::: TEXT PASSAGE

Wednesday, October 1, 2014

by SUSAN MANN

Ontario Agriculture, Food and Rural Affairs Minister Jeff Leal says one of the most critical parts of his letter from Premier Kathleen Wynne outlining ministry priorities for the next four years is the challenge for the sector to double its growth and create 120,000 new jobs by 2020.

The premier issued the ‘mandate’ letters to all Cabinet ministers Sept. 25. She released the job creation and growth challenge to the agri-food sector in the fall of 2013. Leal says it’s a “very ambitious and very important target. We think, as a government, that the agri-food sector offers great promise in terms of new investment and new job opportunities and that is buttressed by the $40 million food processing fund, the rural economic development fund and the eastern Ontario and southwestern Ontario development funds.”

::::::

__TASK STATEMENT__: Retype the part of the article on Ontario's agri-food growth challenge that opens with the words containing "Wednesday, October 1, 2014" and closes with "jobs by 2020.". Work only from the article on Ontario's agri-food growth challenge.

::: PROVIDED MATERIAL

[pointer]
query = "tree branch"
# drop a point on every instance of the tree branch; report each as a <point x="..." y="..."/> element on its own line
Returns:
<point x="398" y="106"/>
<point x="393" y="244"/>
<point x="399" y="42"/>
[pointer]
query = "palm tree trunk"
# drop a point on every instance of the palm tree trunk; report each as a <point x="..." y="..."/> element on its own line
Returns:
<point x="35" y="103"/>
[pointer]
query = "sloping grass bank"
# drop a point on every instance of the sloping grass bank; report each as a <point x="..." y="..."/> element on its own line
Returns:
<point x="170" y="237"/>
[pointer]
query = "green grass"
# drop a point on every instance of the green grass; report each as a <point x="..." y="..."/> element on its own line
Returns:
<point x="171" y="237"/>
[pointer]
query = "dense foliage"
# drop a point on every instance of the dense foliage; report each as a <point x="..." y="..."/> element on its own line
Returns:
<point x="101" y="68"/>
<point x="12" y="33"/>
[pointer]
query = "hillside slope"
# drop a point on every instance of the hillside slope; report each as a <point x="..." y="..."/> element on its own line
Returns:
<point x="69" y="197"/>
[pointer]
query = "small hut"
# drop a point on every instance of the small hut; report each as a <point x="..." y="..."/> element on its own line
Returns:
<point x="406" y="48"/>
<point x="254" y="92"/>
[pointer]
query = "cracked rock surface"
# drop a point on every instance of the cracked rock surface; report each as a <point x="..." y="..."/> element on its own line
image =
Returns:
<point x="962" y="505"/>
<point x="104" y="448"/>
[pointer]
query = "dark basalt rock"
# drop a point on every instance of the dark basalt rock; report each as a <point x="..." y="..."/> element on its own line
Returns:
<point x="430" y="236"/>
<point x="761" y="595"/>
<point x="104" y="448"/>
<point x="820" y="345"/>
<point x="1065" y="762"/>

::::::

__REPLY TO THE EXERCISE__:
Wednesday, October 1, 2014

by SUSAN MANN

Ontario Agriculture, Food and Rural Affairs Minister Jeff Leal says one of the most critical parts of his letter from Premier Kathleen Wynne outlining ministry priorities for the next four years is the challenge for the sector to double its growth and create 120,000 new jobs by 2020.